** Start of EXTRACTED MATERIAL **

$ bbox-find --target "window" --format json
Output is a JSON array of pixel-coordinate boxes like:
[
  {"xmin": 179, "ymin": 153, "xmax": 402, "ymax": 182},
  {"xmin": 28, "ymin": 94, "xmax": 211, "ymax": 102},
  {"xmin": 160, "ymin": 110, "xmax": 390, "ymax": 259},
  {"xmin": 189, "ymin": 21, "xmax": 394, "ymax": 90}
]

** End of EXTRACTED MATERIAL **

- _WHAT THE EXERCISE ASKS_: In the records, replace "window" with "door" and reproduce every other line unchanged.

- _FULL RESPONSE_:
$ bbox-find --target "door" --format json
Output is a JSON array of pixel-coordinate boxes like:
[
  {"xmin": 179, "ymin": 153, "xmax": 402, "ymax": 182},
  {"xmin": 28, "ymin": 94, "xmax": 211, "ymax": 102},
  {"xmin": 160, "ymin": 110, "xmax": 390, "ymax": 259},
  {"xmin": 189, "ymin": 21, "xmax": 394, "ymax": 90}
]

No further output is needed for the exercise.